■ **Consegna**:
Secondo il brano, quanti professori universitari italiani hanno firmato l'appello no green pass?

■ **Brano**:
Le parole di Alesse vogliono essere anche una replica a quanto affermato, nell’intervista rilasciata a NewsTown, dal professor Fabrizio Nesti, docente di Fisica teorica, uno dei 7 docenti Univaq firmatari dell'appello no green pass, sottoscritto da circa 800 professori universitari italiani.

Si tratta di numeri abbastanza esigui, siamo intorno allo 0.5% del corpo docente” specifica Alesse “Inoltre i firmatari appartengono quasi tutti, come il molto noto e stimato prof. Barbero, a settori disciplinari diversi da quelli biomedici, i cui afferenti hanno una migliore conoscenza della biologia dei virus e della fisiopatologia di Covid 19. Quindi la rappresentazione che essi danno del fenomeno, anche se degna della massima attenzione e considerazione, attiene più alla sfera ideologica che a quella tecnico-scientifica e sanitaria, per la ovvia mancanza di conoscenze e competenze specifiche”.

■ **Dati raccolti**:
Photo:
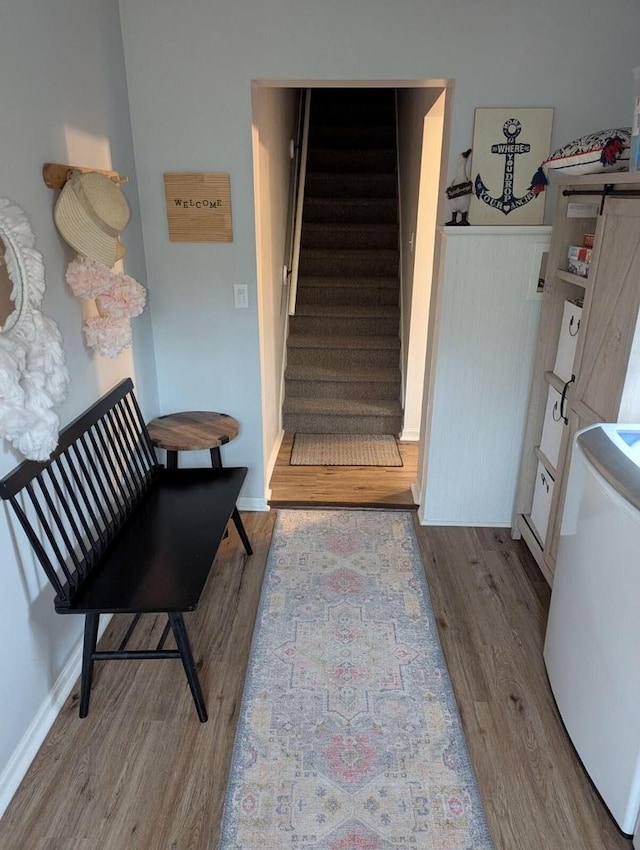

■ **Risultato**:
Circa 800.